#### Exercise passage:
Start of Block

About Dr. Rob

Early Inspiration

My inspiration to become a physician was influenced by my grandfather, Dr. Henry Krochmal, who was one of the last “general practitioners” of his time to make regular house calls. In the days after his death in the early 1990s, the local newspapers in Meriden, Connecticut swelled with letters written by his patients. Reading these letters affected me deeply, knowing how my grandfather had personally touched so many of his patientsʼ lives. A native of Vienna, Austria, Dr. Henry Krochmal completed his medical degree there, studying under the likes of such teachers as Sigmund Freud. Before having the chance to practice his new profession in Europe, young Dr. Henry Krochmal and his family were forced to leave everything behind as they fled Nazi aggression in 1938. Arriving in New York City with nothing more than his Austrian medical degree in hand, Henry worked as a bus boy while earning his new countryʼs medical certifications, going on to build a practice where he treated his patients as holistic individuals for over 50 years, and even offering house calls to the very end!

Biology of the Rainforest

Prior to medical school, I accepted a position as a science teacher in Lima, Peru where I lived and worked for a year, traveling and exploring the country during breaks in the school year. These travel opportunities led me to the discovery of a different healing tradition- that of the Amazon rainforest. I was fortunate to be able to learn about the fascinating–and delicate–biodiversity, culture, and healing traditions of the largest remaining tropical ecosystem on Earth. During this time, I led my biology students to the southern Amazon, where they learned about the ecology and medicinal potential of plants in the rainforest. Years later, as a medical student, I was able to return to the Sacred Valley of Cusco, Peru, where I assisted in the staffing of a small Andean medical clinic and participated in mentoring sessions with a local shaman in Ollantaytambo.

End of Block

#### Tasks to carry out:
A: Would you copy out everything in the Dr. Rob biography from "Biology of the" down to "shaman in Ollantaytambo."?
B: Could you write the next part of the Dr. Rob biography, starting right after its final sentence?
These rows have no connection to the Dr. Rob biography.

Data entries:
Start of Block

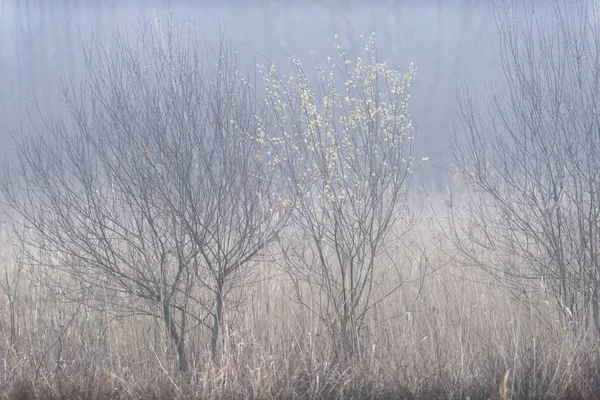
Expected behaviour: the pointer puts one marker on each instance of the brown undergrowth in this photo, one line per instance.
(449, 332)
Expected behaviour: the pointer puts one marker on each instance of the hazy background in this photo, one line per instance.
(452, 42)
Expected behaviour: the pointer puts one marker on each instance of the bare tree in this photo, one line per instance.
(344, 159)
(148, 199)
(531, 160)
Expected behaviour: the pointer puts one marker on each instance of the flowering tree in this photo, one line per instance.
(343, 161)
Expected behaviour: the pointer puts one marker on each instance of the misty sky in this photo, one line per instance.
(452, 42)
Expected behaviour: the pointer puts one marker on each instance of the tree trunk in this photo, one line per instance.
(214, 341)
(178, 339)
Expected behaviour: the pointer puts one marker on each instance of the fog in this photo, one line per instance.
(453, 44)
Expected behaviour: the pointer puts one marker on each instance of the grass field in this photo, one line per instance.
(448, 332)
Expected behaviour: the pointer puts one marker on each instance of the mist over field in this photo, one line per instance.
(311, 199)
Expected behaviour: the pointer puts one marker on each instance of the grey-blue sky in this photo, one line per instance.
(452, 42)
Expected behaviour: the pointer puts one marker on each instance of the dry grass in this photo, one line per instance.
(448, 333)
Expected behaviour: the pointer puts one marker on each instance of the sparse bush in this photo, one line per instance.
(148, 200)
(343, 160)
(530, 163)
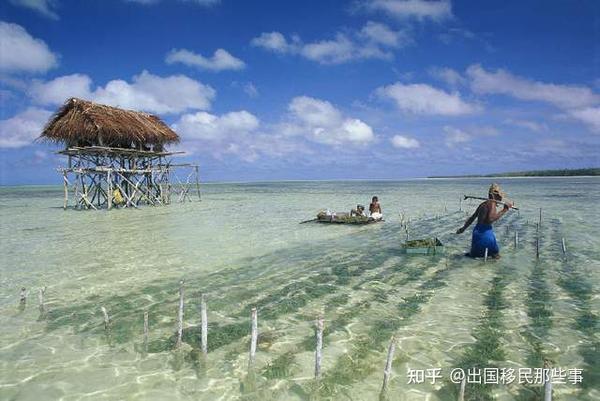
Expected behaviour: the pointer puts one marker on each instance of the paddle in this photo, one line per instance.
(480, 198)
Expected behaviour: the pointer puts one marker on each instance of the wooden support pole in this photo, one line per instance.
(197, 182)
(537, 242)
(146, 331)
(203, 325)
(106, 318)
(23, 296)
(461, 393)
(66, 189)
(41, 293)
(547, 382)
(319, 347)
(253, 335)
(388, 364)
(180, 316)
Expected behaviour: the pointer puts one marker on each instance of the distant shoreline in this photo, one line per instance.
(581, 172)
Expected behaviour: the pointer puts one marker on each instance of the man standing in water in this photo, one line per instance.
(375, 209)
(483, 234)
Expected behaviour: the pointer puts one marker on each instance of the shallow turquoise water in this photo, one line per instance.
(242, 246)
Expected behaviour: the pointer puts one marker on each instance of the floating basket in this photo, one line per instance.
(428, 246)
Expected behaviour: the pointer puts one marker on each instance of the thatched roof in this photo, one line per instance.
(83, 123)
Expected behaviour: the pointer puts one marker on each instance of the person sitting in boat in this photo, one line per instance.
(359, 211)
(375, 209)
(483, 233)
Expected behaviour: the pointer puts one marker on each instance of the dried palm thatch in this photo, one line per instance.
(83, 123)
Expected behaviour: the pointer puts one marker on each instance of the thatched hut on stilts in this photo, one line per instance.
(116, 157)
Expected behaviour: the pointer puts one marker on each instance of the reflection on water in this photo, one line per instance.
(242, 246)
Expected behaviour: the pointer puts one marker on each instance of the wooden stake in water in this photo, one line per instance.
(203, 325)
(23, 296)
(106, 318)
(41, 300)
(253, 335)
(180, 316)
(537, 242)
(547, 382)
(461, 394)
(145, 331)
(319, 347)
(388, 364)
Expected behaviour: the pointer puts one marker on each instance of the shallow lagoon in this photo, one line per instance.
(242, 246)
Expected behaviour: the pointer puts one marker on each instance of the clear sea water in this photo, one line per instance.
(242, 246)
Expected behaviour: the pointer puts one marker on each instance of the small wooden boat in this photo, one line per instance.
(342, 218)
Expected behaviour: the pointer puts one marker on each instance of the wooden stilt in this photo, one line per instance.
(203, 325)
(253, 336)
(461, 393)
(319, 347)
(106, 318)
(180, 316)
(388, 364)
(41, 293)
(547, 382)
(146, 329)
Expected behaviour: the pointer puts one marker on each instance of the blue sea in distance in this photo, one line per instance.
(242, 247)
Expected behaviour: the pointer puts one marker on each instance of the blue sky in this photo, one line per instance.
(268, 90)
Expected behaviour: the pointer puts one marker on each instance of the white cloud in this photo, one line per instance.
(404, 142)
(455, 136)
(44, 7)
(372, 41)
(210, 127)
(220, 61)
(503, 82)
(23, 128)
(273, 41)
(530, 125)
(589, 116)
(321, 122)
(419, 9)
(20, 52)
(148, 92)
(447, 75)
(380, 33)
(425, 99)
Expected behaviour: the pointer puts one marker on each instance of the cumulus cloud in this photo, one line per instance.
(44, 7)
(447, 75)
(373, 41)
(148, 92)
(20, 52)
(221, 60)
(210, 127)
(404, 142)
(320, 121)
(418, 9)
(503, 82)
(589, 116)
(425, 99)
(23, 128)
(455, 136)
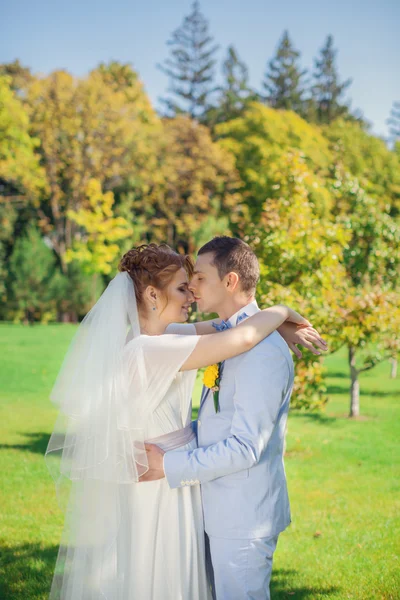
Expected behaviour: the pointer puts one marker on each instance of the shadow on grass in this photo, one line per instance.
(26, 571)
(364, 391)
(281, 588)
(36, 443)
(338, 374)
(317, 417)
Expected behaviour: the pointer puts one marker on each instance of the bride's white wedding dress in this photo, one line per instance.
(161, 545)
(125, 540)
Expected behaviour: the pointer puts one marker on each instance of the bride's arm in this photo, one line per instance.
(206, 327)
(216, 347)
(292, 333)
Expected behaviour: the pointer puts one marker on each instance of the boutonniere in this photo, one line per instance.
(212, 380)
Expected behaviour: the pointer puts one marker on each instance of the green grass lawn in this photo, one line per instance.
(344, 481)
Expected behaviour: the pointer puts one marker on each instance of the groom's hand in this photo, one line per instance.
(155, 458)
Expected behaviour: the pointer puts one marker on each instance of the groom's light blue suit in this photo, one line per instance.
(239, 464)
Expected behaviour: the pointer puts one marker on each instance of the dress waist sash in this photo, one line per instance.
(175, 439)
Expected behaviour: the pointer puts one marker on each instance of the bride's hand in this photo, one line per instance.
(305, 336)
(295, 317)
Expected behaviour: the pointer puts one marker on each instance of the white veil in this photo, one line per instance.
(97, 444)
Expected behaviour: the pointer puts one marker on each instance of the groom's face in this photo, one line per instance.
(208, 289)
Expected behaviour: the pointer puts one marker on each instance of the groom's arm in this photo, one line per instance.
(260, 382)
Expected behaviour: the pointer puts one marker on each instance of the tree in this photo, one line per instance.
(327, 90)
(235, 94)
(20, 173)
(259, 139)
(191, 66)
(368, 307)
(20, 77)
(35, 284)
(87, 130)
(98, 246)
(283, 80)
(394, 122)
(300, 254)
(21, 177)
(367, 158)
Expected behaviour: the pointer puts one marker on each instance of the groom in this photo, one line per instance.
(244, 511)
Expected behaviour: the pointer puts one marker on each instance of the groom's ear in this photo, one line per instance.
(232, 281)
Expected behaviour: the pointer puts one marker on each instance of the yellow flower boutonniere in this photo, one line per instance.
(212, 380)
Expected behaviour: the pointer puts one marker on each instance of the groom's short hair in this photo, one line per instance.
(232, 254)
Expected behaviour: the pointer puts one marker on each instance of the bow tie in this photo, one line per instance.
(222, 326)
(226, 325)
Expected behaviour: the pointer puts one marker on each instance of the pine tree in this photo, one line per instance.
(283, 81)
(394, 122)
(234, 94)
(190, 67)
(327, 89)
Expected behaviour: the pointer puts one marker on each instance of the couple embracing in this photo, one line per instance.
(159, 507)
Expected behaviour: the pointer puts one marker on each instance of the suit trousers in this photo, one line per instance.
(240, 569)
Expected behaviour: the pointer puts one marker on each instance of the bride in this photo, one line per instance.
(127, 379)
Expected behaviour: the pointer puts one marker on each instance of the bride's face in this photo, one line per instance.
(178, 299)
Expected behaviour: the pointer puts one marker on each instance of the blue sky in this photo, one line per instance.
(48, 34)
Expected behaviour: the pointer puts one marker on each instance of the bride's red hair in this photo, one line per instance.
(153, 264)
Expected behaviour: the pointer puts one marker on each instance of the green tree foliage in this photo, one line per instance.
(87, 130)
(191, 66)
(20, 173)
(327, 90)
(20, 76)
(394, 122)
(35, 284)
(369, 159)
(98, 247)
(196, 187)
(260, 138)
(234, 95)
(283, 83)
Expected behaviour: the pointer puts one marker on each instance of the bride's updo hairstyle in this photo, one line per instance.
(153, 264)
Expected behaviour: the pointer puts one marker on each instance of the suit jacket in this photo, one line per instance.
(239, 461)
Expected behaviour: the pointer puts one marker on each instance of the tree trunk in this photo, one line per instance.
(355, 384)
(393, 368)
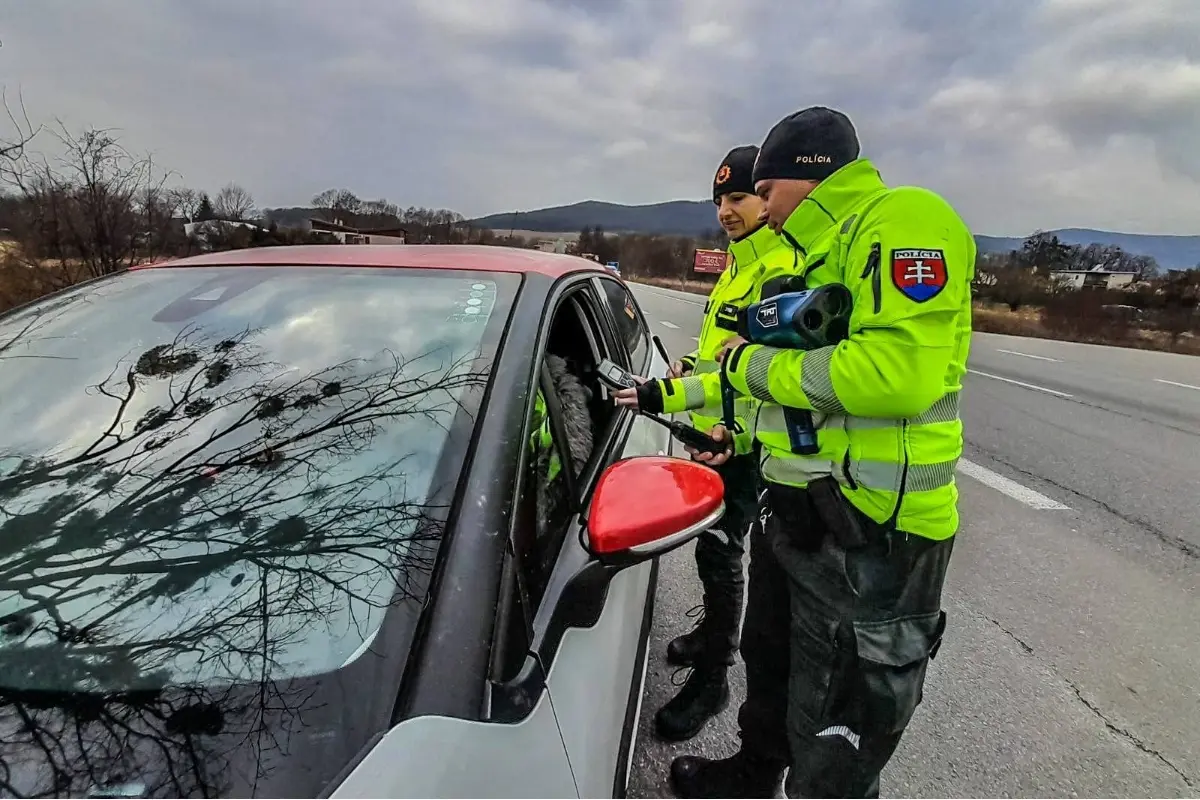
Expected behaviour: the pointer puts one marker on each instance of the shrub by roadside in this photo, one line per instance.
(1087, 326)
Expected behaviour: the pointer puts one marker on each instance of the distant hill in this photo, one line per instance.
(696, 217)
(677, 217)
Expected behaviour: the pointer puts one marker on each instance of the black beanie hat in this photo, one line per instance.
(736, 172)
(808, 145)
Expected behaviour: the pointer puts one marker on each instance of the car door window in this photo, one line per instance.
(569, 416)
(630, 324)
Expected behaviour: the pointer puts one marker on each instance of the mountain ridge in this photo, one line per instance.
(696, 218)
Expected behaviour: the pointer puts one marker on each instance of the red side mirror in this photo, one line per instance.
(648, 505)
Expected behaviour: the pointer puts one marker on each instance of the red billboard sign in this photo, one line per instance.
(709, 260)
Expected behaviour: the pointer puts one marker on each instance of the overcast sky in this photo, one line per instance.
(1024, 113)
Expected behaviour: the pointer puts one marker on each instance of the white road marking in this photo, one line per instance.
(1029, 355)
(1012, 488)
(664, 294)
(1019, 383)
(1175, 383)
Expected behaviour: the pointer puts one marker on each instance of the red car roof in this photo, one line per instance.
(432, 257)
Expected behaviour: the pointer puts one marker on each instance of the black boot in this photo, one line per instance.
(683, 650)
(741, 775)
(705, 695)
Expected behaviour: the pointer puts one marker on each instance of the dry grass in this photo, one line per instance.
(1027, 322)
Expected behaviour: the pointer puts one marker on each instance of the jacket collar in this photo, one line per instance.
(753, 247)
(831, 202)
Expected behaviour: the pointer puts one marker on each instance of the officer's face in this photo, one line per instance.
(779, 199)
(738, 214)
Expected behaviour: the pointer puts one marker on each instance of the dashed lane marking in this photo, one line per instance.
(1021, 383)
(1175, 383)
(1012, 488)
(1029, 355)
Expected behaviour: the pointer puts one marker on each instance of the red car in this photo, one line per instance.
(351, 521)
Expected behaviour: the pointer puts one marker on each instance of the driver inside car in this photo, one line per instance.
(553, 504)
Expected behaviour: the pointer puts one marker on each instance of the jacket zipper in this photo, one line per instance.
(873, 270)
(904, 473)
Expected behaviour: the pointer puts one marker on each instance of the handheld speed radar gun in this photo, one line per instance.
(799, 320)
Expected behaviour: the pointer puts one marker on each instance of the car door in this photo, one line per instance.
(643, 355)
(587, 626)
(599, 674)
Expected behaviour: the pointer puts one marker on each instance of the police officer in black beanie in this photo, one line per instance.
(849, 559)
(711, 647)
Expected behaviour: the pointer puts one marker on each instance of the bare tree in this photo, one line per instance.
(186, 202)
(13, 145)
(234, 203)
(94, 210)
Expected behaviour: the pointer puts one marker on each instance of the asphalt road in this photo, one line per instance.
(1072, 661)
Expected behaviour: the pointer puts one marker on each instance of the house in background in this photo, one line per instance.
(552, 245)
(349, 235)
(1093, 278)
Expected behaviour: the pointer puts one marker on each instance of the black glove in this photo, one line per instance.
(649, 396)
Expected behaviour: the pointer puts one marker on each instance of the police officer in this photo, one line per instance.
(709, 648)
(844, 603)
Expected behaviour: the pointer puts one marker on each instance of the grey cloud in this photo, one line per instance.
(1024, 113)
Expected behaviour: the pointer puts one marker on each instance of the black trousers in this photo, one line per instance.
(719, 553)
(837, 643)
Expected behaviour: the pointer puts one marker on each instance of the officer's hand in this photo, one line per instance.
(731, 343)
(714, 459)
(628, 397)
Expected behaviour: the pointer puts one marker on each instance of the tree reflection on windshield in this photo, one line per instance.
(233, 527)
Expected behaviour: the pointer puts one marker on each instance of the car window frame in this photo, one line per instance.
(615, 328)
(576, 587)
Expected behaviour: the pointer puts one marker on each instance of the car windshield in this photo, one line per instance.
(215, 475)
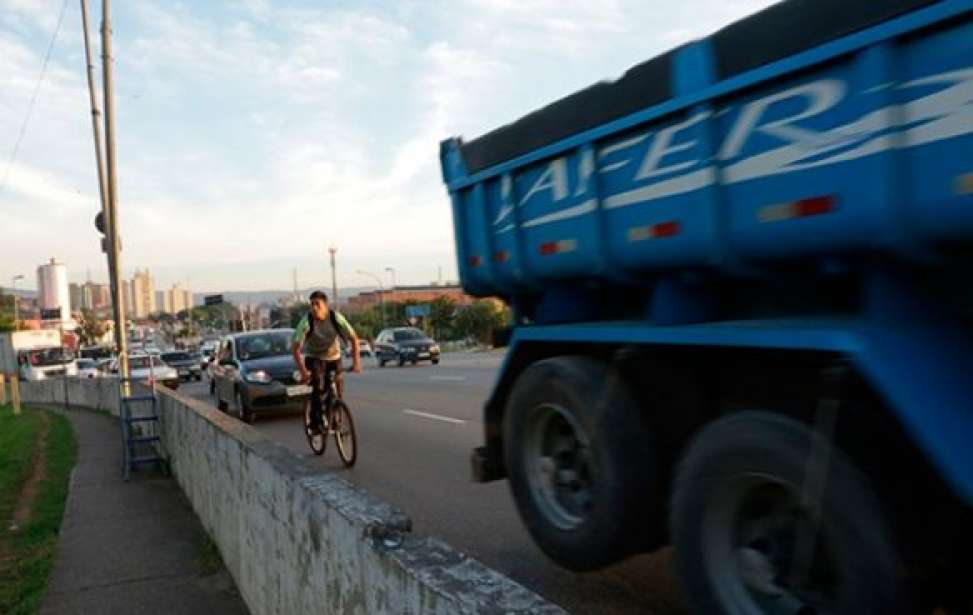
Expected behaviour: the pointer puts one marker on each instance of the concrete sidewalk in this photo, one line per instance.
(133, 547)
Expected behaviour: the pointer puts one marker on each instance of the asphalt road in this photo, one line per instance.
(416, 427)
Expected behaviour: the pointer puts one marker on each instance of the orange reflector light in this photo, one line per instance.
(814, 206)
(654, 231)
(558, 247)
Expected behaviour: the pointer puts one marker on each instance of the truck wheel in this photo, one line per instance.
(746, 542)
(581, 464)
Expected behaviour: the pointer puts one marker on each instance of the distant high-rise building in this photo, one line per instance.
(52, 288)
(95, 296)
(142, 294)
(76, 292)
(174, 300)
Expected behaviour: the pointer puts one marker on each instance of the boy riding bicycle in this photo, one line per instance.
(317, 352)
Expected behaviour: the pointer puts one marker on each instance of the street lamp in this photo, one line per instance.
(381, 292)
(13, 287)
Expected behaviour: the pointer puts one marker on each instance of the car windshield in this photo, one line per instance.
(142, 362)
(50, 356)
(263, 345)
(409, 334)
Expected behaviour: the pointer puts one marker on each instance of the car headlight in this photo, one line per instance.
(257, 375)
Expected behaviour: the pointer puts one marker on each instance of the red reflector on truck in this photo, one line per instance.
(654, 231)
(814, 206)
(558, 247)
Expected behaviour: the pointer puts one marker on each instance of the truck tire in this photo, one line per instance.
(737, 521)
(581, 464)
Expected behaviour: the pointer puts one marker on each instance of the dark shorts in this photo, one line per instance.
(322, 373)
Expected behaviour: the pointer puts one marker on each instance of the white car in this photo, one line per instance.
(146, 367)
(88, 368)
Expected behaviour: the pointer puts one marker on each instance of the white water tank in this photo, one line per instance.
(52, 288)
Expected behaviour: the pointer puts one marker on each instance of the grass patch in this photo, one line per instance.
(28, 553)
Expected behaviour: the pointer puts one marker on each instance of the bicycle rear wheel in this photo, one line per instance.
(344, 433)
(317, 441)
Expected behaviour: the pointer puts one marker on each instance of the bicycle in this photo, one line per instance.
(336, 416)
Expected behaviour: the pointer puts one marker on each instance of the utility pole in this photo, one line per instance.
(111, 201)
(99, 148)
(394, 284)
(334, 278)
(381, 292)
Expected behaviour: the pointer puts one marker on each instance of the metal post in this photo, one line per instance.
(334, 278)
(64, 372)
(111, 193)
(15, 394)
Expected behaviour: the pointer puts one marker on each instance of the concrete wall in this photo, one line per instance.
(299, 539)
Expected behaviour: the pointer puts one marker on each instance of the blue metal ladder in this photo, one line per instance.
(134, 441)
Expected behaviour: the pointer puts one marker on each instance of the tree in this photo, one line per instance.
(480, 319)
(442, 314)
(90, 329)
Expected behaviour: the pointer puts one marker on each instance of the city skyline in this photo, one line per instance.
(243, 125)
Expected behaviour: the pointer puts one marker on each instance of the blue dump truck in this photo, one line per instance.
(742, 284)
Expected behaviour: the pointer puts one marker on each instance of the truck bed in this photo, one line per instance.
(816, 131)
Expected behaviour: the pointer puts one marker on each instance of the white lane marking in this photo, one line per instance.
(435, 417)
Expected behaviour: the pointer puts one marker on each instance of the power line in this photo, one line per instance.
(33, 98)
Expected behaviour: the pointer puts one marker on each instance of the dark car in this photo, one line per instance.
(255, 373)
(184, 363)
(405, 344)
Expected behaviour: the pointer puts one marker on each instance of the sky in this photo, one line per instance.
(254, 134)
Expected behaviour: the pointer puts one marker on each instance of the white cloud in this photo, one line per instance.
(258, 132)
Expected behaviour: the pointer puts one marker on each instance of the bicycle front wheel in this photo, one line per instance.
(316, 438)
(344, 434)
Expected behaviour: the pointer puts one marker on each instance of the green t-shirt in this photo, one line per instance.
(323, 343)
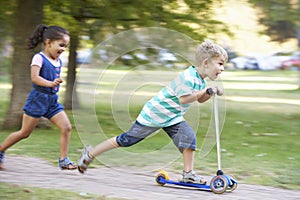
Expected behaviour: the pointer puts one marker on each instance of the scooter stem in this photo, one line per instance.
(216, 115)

End of Block

#### Responses by item number:
A:
Biology of the Rainforest

Prior to medical school, I accepted a position as a science teacher in Lima, Peru where I lived and worked for a year, traveling and exploring the country during breaks in the school year. These travel opportunities led me to the discovery of a different healing tradition- that of the Amazon rainforest. I was fortunate to be able to learn about the fascinating–and delicate–biodiversity, culture, and healing traditions of the largest remaining tropical ecosystem on Earth. During this time, I led my biology students to the southern Amazon, where they learned about the ecology and medicinal potential of plants in the rainforest. Years later, as a medical student, I was able to return to the Sacred Valley of Cusco, Peru, where I assisted in the staffing of a small Andean medical clinic and participated in mentoring sessions with a local shaman in Ollantaytambo.

B:
Passion for Integrative Medicine

Coming into medical school at UCLA having been Influenced by such experiences, I was able to strive to integrate a deeper understanding into my studies of Western medicine. While training at White Memorial Medical Center in East Los Angeles, this integrative perspective towards medicine and healing was nurtured. Embedded in a community rich with elders steeped in knowledge of medicinal plants and traditional cures, yet plagued with burgeoning diseases–obesity, diabetes, cancer, heart disease– created an opportunity for me to deepen my passion for finding and treating the root causes of disease and suffering. This led me, despite the notoriously long hours during medical internship, on a quest to turn a vacant lot adjacent to the hospital into a community garden. This continuing endeavor has since brought together individuals from the hospital, surrounding community, and local schools for the purpose of transforming this space into an oasis for healing. The garden now includes fruit and vegetable plots, a medicinal herb section, solar panels, and a community area for gathering and exercise. Its mission is to reveal healing as a holistic and natural process. An example of nature thriving in the middle of the city, the garden connects a cutting edge medical center with the healing power of plants, the importance of healthy food, and a space for community to come together and teach each other.

Following the completion of my training in Family Medicine, I went on to a two-year fellowship at the UCLA Center for Human Nutrition. There, I researched the interplay between genetic and nutritional factors in health and disease and studied the effects of medicinal plants and phytonutrients on human health. During this time, I was able to study a broad range of medical literature documenting the healing properties and mechanisms of plant-based medicines and nutrients. Furthermore, I was trained in medical approaches to weight management and was introduced to principles of traditional healing systems from around the world. Specifically, I studied families of antioxidants, such as polyphenols in green tea, anthocyanidins in pomegranates, and other compounds from a variety of fruits and vegetables. In addition, I was fortunate to be able to study the effects of Cordyceps sinensis, a fascinating Chinese mushroom known to increase exercise capacity.

I am blessed to be currently residing in Topanga Canyon in the Santa Monica Mountains, where I’m able to continue to draw upon the healing energy of nature, and be engaged with soil, plants, insects, and animals. This is an ongoing reminder to me of the connection between a healthy ecosystem and the health of individuals who inhabit it.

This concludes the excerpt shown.